►

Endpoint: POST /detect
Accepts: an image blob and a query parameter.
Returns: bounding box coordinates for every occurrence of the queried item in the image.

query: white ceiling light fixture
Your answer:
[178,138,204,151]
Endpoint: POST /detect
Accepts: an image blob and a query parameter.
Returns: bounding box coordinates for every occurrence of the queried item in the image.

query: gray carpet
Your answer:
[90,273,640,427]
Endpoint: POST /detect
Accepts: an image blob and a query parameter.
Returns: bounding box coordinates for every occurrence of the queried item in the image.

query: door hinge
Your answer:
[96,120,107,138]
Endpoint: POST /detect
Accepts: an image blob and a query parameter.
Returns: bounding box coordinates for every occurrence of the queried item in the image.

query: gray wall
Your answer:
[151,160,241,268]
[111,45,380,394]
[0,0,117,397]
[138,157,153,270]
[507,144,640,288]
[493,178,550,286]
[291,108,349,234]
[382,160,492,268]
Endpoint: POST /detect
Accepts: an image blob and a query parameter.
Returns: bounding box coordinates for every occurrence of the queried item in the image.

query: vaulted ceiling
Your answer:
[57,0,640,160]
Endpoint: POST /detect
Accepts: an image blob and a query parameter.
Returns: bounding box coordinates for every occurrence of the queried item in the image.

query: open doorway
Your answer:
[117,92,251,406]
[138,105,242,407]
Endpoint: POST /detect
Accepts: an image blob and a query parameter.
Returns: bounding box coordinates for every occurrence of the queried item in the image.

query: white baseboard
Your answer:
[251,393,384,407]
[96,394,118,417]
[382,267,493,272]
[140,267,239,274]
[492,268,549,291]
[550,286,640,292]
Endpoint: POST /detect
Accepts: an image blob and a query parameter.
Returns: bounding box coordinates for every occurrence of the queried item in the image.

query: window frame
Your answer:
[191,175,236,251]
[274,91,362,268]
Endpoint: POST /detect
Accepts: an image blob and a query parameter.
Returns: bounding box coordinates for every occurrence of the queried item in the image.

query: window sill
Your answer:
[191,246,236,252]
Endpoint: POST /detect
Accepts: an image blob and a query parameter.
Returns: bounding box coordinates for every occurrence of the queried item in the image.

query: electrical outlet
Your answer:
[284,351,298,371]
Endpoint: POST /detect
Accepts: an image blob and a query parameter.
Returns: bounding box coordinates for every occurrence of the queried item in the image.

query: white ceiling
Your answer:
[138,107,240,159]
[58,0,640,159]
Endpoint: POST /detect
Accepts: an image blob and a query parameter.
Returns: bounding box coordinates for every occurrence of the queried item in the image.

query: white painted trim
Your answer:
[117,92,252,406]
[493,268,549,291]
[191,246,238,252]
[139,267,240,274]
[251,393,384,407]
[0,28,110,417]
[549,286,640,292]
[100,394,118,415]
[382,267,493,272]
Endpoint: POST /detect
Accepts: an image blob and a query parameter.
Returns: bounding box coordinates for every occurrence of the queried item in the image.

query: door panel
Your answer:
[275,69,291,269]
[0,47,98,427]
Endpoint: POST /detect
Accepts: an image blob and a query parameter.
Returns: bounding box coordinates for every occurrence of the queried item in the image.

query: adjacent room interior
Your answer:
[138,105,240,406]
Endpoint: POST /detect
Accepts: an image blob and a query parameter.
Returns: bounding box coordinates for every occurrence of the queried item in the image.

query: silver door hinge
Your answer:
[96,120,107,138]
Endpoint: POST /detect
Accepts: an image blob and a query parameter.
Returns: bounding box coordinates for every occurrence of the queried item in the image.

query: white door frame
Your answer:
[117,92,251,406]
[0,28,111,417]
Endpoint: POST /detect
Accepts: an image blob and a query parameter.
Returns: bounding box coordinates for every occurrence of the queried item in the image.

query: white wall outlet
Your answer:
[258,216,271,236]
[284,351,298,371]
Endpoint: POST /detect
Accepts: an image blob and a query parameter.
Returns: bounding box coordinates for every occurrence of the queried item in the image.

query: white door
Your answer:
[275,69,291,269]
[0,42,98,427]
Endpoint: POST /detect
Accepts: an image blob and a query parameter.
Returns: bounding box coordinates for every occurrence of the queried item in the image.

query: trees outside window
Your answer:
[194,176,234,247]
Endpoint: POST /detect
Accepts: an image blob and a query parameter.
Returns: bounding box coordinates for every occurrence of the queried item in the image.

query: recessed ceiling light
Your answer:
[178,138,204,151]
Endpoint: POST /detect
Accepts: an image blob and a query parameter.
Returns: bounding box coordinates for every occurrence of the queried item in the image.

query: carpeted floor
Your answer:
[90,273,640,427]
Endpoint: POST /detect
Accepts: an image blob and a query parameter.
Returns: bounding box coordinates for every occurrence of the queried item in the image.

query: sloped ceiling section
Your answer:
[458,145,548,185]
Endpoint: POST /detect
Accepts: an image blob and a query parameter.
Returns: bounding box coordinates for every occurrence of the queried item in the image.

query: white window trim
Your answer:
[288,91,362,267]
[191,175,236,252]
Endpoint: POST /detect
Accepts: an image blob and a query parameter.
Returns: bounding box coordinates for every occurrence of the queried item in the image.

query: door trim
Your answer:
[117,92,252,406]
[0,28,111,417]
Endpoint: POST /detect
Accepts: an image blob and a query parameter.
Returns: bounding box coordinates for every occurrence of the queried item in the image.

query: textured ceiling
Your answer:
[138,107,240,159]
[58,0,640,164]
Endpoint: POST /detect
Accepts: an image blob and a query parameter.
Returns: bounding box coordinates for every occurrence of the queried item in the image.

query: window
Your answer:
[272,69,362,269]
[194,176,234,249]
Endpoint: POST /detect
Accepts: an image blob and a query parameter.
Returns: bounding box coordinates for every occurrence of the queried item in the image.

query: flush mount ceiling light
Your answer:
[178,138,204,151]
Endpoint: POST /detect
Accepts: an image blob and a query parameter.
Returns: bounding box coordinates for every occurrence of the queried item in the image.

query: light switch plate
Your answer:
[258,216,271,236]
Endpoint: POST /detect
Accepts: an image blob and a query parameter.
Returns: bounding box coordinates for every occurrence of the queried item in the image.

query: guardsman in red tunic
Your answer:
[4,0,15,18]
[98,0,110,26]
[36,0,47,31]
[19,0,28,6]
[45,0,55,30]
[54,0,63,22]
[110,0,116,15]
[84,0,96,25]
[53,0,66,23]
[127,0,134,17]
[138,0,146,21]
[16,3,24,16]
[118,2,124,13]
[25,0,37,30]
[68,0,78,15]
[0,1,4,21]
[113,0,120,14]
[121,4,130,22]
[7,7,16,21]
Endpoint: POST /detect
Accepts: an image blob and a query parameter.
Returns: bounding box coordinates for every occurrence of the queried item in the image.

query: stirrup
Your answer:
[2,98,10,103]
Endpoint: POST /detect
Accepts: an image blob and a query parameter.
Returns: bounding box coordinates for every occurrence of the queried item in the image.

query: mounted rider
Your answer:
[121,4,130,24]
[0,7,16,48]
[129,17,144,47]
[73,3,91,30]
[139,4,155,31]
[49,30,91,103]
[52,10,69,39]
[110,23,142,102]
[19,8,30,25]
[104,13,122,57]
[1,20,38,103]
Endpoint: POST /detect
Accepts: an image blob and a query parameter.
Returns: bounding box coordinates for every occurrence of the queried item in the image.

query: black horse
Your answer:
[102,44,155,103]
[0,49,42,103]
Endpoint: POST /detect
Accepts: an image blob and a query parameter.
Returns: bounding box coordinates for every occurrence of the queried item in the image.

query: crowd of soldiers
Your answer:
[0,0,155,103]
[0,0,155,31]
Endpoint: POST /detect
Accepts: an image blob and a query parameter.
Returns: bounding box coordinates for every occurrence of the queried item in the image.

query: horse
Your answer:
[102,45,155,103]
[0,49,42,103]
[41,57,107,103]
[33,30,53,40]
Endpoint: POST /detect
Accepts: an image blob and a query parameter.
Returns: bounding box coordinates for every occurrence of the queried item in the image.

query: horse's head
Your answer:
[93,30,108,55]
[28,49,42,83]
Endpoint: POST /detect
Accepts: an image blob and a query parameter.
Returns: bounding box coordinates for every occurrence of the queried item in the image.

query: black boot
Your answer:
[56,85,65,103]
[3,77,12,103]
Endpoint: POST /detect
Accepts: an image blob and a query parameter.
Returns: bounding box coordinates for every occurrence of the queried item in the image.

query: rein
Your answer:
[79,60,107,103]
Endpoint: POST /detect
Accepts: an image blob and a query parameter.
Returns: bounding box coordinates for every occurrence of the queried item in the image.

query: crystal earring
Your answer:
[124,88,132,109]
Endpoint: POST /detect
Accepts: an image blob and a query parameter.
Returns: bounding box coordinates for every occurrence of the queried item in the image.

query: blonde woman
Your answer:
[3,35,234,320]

◄

* Instruction
Render the lines from the very first one above through the line containing "[57,0,640,160]", both included, as a JSON list of strings with one string per line, leaving out blank lines.

* Response to the task
[
  "Endpoint: POST /detect",
  "Accepts: an image blob and a query parameter.",
  "Returns: bounding box coordinates for every occurrence of the queried item in the image.",
  "query: white ceiling light fixture",
  "Your answer:",
  "[178,138,204,151]",
  "Endpoint: POST /detect",
  "Accepts: an image blob and a query parameter.",
  "Returns: bounding box coordinates for every occurrence of the queried item in the image.",
  "query: gray carpet",
  "Your answer:",
  "[90,273,640,427]",
  "Endpoint: POST /detect",
  "Accepts: an image blob and a query parameter.",
  "Returns: bounding box coordinates for every occurrence of the queried item in the image.",
  "query: door hinge",
  "Your answer:",
  "[96,120,107,138]",
  "Endpoint: POST /detect",
  "Accepts: an image blob and a query parameter.",
  "Returns: bounding box coordinates for every occurrence of the queried item in the image.",
  "query: gray wall",
  "Your answer:",
  "[151,160,241,268]",
  "[111,45,380,394]",
  "[0,0,117,397]",
  "[138,157,153,270]",
  "[507,144,640,288]",
  "[493,178,550,286]",
  "[291,108,349,234]",
  "[382,160,492,268]",
  "Endpoint: POST /detect",
  "Accepts: an image blob and a query parameter.",
  "Returns: bounding box coordinates for every occurrence of the queried item in the image.",
  "query: vaulted ceiling",
  "Your answer:",
  "[57,0,640,160]"
]